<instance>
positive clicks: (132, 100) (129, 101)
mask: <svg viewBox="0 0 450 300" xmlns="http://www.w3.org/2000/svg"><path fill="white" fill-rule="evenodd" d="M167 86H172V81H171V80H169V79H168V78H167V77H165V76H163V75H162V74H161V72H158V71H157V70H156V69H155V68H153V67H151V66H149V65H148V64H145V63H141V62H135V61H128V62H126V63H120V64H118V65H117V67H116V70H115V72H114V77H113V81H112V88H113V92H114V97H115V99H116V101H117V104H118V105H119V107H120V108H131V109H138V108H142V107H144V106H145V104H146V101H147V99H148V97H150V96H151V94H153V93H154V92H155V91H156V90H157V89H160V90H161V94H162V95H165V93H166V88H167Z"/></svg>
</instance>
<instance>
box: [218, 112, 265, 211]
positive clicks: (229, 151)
...
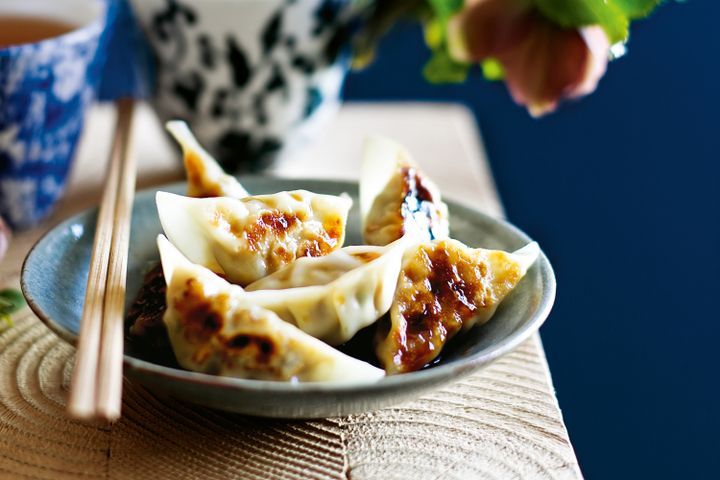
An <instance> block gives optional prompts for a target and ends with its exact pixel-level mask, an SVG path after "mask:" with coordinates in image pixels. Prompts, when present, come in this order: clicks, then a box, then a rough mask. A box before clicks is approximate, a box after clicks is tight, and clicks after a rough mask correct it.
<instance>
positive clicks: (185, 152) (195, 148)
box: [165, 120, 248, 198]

#### Exercise instructions:
Copy the rows from the line with "</instance>" to the line with "positive clicks: (229, 151)", renaming "positive clicks" to "foreground clicks" and leaving everything else unchanged.

#### Answer to the exercise:
</instance>
<instance>
box: [218, 112, 265, 211]
foreground clicks: (229, 151)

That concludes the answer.